(Supplied information begins)

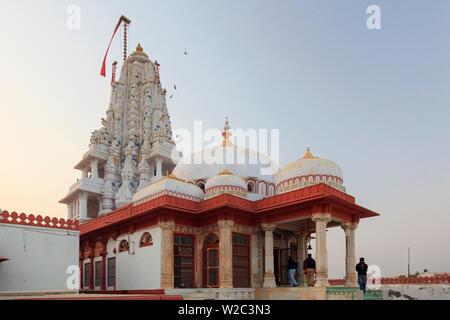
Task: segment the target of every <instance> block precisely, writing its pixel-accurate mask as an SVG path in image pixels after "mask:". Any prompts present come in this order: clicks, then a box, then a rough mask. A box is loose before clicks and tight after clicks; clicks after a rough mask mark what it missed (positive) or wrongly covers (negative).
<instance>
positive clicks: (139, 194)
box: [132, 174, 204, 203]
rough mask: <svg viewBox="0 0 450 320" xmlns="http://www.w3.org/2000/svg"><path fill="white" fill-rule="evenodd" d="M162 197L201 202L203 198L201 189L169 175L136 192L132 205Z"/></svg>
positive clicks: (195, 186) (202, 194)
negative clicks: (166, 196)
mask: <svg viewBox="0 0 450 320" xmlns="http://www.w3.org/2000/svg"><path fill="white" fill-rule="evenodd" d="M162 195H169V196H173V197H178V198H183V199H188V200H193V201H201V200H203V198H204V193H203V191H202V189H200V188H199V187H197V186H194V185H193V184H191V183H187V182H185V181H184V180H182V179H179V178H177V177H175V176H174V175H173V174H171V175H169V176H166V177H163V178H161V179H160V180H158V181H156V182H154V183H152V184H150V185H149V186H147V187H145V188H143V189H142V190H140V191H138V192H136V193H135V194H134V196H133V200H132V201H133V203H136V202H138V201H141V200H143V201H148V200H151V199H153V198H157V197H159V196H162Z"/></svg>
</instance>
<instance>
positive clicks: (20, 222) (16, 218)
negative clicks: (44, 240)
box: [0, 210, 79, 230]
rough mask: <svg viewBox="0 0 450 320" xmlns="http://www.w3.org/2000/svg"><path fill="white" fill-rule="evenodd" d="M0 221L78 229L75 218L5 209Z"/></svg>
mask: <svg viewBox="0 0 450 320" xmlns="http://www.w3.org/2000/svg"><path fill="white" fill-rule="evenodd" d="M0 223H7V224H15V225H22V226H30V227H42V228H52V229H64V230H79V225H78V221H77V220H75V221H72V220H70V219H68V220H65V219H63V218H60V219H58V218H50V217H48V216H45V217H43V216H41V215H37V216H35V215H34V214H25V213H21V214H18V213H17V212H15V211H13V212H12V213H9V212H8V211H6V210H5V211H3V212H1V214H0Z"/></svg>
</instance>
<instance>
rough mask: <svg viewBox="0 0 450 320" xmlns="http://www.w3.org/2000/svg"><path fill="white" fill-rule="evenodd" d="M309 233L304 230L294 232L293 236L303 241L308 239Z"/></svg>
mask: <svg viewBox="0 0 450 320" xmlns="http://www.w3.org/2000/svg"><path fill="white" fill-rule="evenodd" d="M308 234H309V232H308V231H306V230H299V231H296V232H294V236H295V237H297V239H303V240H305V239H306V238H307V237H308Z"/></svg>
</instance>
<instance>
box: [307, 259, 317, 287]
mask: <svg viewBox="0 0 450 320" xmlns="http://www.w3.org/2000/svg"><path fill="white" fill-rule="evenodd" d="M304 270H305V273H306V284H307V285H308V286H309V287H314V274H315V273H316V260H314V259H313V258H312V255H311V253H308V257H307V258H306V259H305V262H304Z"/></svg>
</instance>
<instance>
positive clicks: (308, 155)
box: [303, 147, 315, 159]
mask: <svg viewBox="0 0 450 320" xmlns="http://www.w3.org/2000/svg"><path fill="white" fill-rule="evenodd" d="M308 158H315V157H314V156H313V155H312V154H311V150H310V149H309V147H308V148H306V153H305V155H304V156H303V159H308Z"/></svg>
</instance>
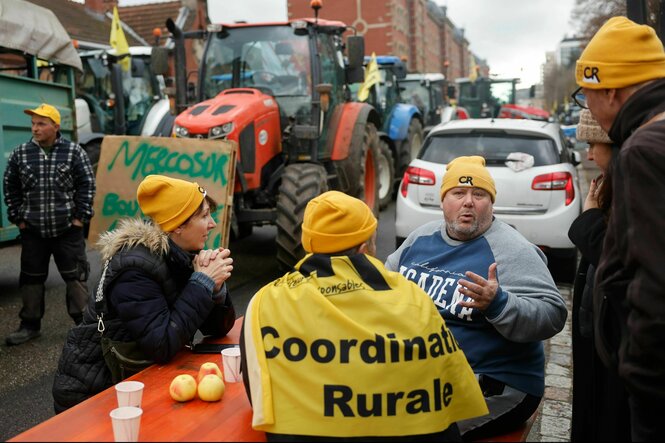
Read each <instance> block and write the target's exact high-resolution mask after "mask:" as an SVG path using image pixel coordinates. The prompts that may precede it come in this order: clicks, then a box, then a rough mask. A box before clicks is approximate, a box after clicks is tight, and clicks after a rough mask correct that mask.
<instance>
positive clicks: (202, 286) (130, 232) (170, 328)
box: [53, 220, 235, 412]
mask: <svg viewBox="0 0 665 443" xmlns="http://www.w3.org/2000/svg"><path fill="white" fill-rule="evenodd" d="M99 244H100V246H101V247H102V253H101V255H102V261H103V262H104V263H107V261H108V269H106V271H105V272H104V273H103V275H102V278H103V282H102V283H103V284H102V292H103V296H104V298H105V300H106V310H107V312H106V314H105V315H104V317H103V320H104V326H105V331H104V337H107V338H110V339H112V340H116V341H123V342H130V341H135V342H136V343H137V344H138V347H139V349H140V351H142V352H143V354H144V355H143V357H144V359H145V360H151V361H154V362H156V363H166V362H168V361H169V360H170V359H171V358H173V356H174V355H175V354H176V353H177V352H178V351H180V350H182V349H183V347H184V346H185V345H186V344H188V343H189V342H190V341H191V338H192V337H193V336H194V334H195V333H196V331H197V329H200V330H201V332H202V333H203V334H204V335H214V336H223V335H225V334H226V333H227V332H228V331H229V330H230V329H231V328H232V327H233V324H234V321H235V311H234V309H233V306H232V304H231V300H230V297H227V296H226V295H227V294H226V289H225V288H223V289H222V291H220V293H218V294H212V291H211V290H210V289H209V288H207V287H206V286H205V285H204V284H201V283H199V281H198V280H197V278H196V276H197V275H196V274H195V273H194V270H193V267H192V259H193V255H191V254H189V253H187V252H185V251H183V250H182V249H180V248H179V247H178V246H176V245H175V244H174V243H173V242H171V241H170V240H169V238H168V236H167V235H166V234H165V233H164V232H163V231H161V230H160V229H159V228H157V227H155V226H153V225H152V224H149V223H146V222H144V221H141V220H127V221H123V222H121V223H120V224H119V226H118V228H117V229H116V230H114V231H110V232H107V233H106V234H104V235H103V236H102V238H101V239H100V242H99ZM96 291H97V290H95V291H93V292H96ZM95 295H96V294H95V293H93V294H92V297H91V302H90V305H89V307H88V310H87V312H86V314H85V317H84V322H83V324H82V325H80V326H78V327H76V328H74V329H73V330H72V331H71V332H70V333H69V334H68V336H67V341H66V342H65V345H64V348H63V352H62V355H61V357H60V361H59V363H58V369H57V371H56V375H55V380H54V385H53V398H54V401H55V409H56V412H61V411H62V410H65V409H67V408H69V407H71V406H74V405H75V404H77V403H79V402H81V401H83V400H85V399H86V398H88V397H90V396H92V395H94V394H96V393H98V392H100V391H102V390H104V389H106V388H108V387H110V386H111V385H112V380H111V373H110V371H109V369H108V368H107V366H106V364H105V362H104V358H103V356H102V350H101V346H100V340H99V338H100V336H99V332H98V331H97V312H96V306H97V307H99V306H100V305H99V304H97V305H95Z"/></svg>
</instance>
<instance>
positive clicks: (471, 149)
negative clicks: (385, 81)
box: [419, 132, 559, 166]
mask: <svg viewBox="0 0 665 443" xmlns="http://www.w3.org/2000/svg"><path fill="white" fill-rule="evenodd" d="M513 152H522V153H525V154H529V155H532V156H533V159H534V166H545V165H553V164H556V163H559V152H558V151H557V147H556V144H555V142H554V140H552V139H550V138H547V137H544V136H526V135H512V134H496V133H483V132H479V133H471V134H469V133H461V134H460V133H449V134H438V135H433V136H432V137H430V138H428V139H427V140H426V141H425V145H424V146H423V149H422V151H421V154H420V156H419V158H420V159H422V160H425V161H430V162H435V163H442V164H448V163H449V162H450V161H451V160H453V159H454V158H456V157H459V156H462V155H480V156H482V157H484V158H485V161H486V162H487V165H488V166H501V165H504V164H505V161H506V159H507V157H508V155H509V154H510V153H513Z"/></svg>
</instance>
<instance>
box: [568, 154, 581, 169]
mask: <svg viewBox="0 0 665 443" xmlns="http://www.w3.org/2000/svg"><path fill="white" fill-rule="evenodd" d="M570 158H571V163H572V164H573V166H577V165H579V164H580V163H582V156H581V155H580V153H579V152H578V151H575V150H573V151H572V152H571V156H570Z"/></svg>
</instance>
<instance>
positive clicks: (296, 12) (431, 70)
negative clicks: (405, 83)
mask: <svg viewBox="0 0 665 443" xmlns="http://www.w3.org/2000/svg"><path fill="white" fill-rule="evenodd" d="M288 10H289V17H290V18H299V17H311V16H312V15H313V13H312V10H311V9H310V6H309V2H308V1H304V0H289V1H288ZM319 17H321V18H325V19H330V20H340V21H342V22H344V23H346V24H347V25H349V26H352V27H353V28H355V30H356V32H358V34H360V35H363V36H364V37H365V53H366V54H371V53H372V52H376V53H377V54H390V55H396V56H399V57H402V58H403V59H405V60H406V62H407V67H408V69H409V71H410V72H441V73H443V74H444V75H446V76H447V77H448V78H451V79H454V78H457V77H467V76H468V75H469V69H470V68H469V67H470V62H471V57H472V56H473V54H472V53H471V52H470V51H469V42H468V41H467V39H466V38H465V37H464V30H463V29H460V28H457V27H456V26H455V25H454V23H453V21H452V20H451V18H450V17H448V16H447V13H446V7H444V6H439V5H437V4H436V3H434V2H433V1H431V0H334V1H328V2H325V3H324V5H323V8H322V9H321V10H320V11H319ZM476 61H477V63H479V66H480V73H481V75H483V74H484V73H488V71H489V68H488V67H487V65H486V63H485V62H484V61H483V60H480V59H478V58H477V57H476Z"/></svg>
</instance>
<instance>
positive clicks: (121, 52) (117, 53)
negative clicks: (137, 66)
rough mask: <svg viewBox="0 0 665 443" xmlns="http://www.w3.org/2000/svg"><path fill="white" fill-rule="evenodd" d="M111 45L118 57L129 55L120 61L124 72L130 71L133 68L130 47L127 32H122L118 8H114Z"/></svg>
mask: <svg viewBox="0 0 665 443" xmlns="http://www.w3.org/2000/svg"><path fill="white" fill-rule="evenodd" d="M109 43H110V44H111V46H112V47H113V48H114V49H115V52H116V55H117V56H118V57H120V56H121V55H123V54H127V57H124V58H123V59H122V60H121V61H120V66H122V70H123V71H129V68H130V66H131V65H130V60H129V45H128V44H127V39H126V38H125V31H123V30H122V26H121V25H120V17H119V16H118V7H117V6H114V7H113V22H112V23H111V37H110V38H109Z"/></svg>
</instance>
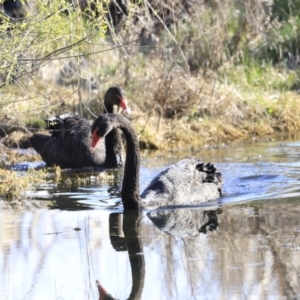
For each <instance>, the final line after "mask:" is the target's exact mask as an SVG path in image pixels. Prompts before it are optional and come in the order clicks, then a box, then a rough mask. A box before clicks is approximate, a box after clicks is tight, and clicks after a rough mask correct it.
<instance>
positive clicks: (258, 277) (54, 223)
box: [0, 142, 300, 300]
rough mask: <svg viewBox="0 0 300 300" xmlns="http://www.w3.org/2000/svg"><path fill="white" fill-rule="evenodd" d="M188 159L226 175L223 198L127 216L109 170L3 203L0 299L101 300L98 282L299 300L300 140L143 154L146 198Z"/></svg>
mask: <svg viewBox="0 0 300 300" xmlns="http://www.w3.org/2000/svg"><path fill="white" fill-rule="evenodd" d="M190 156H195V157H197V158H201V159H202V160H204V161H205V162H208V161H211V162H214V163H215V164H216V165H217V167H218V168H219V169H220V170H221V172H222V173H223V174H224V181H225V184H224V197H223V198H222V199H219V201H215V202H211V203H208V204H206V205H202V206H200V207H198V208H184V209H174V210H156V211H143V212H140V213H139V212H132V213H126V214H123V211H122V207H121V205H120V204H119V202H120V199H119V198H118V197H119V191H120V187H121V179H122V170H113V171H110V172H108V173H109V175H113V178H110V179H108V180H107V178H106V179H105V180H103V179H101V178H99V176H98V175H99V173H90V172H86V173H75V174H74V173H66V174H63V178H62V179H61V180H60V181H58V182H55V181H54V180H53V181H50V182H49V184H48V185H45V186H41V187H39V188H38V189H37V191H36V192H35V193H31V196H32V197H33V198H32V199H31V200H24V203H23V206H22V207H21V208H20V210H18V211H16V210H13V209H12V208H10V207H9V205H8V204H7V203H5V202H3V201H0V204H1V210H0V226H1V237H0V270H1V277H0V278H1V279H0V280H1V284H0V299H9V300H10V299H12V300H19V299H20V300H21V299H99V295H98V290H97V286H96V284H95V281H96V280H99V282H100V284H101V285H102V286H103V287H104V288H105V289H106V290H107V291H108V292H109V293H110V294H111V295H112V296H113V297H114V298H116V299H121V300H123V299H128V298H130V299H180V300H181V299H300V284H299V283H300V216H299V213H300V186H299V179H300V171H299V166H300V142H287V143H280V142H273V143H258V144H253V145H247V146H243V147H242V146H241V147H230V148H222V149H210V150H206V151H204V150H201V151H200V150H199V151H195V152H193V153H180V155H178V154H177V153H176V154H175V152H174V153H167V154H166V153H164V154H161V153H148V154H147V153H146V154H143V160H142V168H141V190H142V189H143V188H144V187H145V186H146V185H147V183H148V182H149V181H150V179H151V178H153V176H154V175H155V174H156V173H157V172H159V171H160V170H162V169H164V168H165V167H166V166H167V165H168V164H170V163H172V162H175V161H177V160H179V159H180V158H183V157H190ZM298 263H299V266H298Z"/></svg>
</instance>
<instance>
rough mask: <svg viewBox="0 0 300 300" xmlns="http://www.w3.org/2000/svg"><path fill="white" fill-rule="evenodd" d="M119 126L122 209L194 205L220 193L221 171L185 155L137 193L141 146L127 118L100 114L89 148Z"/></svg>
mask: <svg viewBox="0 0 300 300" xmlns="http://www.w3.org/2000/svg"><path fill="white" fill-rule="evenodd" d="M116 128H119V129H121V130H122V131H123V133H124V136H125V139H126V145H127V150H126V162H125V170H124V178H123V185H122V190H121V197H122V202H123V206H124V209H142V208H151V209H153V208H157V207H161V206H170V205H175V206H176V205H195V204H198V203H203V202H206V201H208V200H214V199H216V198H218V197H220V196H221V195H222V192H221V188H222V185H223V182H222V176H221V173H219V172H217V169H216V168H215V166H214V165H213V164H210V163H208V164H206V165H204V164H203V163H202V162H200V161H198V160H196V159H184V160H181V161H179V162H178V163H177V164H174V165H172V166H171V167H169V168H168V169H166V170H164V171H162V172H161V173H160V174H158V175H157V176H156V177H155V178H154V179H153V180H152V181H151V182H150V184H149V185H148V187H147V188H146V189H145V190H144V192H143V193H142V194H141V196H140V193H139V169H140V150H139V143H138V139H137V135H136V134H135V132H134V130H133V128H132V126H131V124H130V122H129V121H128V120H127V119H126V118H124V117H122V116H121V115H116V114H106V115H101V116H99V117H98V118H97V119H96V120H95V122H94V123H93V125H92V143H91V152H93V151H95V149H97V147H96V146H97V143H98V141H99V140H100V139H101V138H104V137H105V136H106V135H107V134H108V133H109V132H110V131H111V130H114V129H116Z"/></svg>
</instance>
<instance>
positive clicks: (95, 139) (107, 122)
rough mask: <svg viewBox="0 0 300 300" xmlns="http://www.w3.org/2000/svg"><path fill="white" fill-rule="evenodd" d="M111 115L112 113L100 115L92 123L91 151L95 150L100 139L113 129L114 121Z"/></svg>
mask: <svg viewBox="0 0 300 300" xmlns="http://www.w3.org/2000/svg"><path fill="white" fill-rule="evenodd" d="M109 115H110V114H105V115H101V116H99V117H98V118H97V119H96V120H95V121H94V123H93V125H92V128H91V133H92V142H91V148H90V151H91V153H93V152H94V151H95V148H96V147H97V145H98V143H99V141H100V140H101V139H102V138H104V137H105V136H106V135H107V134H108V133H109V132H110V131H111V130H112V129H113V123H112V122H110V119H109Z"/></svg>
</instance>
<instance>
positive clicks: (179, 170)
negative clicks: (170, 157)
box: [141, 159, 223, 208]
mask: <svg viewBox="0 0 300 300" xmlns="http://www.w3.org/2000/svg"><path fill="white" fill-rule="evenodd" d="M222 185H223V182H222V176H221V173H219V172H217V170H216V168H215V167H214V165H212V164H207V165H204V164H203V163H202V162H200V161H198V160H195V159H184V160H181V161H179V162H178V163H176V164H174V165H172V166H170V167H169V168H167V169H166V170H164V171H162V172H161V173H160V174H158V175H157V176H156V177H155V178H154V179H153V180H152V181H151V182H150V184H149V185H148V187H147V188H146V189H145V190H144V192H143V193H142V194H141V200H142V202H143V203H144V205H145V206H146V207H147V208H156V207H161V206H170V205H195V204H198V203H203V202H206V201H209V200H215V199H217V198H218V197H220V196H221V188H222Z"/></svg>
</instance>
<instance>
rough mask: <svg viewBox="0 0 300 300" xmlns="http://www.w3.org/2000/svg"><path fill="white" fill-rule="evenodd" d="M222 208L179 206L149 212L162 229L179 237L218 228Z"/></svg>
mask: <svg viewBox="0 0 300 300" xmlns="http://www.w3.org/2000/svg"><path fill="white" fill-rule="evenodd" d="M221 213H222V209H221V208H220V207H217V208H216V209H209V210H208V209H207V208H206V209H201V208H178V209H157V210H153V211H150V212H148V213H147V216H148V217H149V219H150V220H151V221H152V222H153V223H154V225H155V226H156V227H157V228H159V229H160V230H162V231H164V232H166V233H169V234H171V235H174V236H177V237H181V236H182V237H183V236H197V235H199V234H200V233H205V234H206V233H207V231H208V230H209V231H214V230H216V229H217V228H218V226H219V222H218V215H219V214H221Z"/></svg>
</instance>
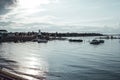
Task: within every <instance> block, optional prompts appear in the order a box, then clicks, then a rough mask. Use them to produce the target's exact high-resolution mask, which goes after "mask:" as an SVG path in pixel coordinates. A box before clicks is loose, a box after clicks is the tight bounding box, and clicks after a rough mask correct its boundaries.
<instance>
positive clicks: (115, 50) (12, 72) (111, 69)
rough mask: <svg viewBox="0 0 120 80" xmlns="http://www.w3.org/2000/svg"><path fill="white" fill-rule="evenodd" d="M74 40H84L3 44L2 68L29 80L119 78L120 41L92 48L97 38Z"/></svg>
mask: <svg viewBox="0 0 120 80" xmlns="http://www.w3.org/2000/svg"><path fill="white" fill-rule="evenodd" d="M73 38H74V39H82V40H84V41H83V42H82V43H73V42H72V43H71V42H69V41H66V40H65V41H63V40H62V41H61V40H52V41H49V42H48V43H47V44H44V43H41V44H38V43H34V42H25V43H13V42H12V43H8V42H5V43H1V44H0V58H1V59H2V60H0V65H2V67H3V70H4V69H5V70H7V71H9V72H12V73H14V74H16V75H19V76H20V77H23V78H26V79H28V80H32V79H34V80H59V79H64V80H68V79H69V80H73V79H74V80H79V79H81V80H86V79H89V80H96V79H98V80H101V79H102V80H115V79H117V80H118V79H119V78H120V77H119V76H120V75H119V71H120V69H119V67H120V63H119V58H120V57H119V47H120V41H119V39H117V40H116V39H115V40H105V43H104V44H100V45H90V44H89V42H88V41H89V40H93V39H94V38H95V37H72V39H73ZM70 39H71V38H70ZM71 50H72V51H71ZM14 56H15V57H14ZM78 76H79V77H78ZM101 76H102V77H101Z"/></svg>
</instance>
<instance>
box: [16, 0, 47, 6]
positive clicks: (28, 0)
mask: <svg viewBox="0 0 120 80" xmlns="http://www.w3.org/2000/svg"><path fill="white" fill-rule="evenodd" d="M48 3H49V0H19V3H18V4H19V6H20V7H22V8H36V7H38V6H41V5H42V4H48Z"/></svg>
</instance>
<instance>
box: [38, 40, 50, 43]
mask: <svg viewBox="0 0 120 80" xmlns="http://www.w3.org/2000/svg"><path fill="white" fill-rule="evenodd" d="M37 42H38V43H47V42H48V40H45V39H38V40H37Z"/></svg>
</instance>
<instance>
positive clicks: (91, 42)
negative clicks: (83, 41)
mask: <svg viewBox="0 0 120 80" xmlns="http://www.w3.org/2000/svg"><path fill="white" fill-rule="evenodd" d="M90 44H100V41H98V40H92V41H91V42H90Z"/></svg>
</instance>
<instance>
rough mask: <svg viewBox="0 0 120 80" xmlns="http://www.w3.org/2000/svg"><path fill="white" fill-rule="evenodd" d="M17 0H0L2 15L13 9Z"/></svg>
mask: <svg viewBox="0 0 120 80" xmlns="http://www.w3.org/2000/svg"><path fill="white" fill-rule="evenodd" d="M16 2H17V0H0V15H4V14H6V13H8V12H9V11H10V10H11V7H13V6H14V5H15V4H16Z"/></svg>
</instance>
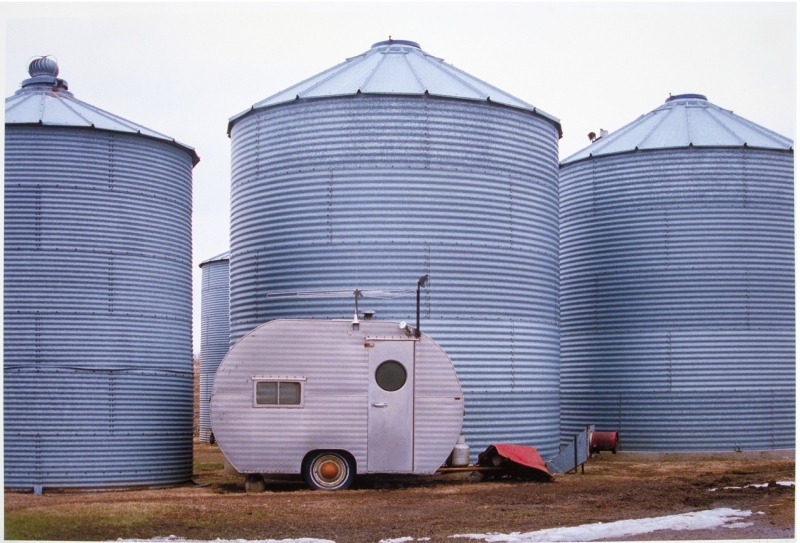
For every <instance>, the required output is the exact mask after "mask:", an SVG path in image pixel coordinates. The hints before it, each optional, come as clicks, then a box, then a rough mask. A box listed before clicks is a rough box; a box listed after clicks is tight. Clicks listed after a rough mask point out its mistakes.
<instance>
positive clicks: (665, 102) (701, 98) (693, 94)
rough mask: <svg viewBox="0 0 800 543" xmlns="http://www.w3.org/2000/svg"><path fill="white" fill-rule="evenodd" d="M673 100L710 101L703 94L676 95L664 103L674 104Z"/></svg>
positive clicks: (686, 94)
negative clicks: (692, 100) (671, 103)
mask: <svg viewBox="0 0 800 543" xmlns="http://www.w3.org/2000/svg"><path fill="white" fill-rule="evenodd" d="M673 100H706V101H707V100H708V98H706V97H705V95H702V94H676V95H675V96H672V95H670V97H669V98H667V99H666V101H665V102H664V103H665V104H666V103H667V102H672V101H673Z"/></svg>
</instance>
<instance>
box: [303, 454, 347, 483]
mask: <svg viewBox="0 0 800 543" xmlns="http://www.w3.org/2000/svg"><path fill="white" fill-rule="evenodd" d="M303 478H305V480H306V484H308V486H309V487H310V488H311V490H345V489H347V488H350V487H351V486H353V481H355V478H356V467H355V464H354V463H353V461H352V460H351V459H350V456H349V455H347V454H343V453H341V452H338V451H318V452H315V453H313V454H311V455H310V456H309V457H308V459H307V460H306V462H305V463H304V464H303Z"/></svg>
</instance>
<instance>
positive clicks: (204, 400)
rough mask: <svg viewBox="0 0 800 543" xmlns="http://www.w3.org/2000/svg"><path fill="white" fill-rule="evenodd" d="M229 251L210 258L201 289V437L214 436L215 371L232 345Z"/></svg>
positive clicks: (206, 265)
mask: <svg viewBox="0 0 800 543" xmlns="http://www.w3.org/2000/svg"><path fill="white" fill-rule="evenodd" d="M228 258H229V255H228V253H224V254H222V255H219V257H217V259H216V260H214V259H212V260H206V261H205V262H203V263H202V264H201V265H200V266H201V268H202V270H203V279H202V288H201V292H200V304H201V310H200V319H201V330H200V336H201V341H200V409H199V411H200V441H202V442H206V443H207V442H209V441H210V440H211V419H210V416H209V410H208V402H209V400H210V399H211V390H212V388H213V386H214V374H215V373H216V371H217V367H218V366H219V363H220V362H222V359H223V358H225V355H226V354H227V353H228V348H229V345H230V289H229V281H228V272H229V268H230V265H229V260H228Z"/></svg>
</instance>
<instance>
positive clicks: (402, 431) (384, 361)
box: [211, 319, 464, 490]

(Supplied information ends)

Task instructions: Copy nothing but the lines above that run from the one with "positive clicks: (308, 155)" to the one with "positive clicks: (202, 286)", ends included; pictures stay out.

Exercise result:
positive clicks: (308, 155)
box: [303, 147, 315, 159]
mask: <svg viewBox="0 0 450 320" xmlns="http://www.w3.org/2000/svg"><path fill="white" fill-rule="evenodd" d="M308 158H315V157H314V156H313V155H312V154H311V150H310V149H309V147H308V148H306V153H305V155H304V156H303V159H308Z"/></svg>
</instance>
Read each <instance> block and write the target's exact high-resolution mask after "mask:" as an SVG path using image pixel coordinates. The prompts that may precede it come in this order: clicks, then a box, then a rough mask. A box before clicks is approximate, a box after clicks is tight, and clicks after a rough mask correct that mask.
<instance>
positive clicks: (202, 286) (130, 232) (170, 328)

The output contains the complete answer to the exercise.